DATA EXCERPTS
◇ ◇ ◇
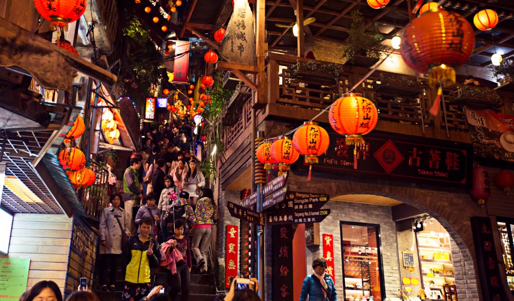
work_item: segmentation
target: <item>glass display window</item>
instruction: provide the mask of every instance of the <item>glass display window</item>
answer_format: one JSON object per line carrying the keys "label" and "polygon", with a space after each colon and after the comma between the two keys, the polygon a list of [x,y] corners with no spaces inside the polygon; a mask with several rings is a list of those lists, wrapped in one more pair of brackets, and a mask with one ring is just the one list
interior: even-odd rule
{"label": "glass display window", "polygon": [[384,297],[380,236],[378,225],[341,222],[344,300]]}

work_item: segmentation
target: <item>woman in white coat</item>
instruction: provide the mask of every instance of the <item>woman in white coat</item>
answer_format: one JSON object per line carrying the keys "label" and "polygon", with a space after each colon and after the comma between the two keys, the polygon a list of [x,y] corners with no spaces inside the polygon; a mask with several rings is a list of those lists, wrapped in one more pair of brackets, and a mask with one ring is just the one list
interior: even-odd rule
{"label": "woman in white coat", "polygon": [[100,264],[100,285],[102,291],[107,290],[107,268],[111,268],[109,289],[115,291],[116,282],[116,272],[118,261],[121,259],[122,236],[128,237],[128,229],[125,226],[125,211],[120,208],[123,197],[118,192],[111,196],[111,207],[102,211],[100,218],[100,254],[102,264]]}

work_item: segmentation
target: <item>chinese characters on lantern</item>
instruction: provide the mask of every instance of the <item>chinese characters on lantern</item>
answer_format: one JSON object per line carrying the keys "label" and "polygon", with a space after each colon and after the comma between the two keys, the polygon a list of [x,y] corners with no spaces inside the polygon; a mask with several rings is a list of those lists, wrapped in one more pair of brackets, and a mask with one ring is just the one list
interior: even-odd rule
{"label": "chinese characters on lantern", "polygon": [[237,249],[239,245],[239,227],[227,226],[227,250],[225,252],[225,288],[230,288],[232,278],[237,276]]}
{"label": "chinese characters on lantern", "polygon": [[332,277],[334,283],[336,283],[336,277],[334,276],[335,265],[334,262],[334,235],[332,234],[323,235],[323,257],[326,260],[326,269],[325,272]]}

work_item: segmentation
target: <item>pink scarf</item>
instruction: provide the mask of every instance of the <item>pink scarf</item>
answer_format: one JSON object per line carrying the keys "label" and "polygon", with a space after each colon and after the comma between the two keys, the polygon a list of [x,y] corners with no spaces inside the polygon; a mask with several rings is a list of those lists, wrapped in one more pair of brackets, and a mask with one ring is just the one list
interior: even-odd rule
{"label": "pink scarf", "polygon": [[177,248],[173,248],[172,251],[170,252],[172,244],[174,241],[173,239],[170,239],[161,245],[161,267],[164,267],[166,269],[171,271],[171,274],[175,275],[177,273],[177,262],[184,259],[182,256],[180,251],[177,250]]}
◇ ◇ ◇
Reproduce all of the records above with "nonzero winding rule" substituted for each occurrence of "even-odd rule", leaving everything else unchanged. Omit the pictures from your answer.

TASK OUTPUT
work_item: segmentation
target: <item>glass display window</item>
instruction: provide the mask of every instance of the <item>glass display window</item>
answer_format: one JSON object per line carrying the keys "label" and "polygon", with a space after each colon and after the comma between the two keys, the polygon a list of [x,y] corners with no spaces inside the polygon; a mask with several rings is a list of those lists, wrapped in one more pair of brackets, and a mask with one ring is just the one list
interior: nonzero winding rule
{"label": "glass display window", "polygon": [[384,297],[380,236],[378,225],[341,222],[344,300]]}

work_item: segmentation
target: <item>woman in white coat</item>
instruction: provide the mask of every instance of the <item>woman in white coat</item>
answer_format: one JSON object per line carrying the keys "label" and "polygon", with a space after each colon and after the comma between the two keys, the polygon a list of [x,y] corners with no spaces inside the polygon; a mask with several rings is a list of those lists, wrapped in one more pair of brackets, and a mask with one ring is just the one list
interior: nonzero winding rule
{"label": "woman in white coat", "polygon": [[100,264],[100,285],[102,291],[107,290],[107,268],[111,268],[109,289],[115,291],[116,282],[116,272],[118,261],[121,259],[122,236],[128,237],[128,229],[125,226],[125,211],[120,208],[123,197],[118,192],[111,196],[111,207],[102,211],[100,218],[100,254],[102,264]]}

work_item: segmentation
target: <item>chinese characters on lantern</item>
instruction: provide the mask of every instance of the <item>chinese characters on lantern</item>
answer_format: one JSON object per line carrying the keys "label" and "polygon", with a space after each colon and after the comma between the two keys, the polygon a list of [x,y] corners with no spaces inside the polygon; a mask with several rings is a list of those lists, wrapped in one more pair of brackets, and a mask with one ring is just the one list
interior: nonzero winding rule
{"label": "chinese characters on lantern", "polygon": [[237,249],[239,245],[239,227],[227,226],[227,250],[225,252],[225,288],[230,288],[232,278],[237,276]]}
{"label": "chinese characters on lantern", "polygon": [[332,277],[334,283],[336,283],[336,277],[334,276],[335,265],[334,262],[334,235],[332,234],[323,235],[323,257],[326,260],[326,269],[325,272]]}

work_item: segmentation
target: <item>pink scarf</item>
instruction: provide the mask of every instance of the <item>pink scarf</item>
answer_format: one JSON object per line carrying the keys "label" and "polygon", with a space after each colon and after the comma between the two keys, the polygon a list of [x,y] corners with no spaces inside the polygon; a mask with several rings is a list of those lists, wrapped in one more pair of brackets, and a mask with one ring is just the one list
interior: nonzero winding rule
{"label": "pink scarf", "polygon": [[177,248],[173,248],[172,251],[170,252],[172,244],[174,241],[173,239],[170,239],[161,245],[161,267],[164,267],[166,269],[171,271],[171,274],[175,275],[177,273],[177,262],[184,259],[182,256],[180,251],[177,250]]}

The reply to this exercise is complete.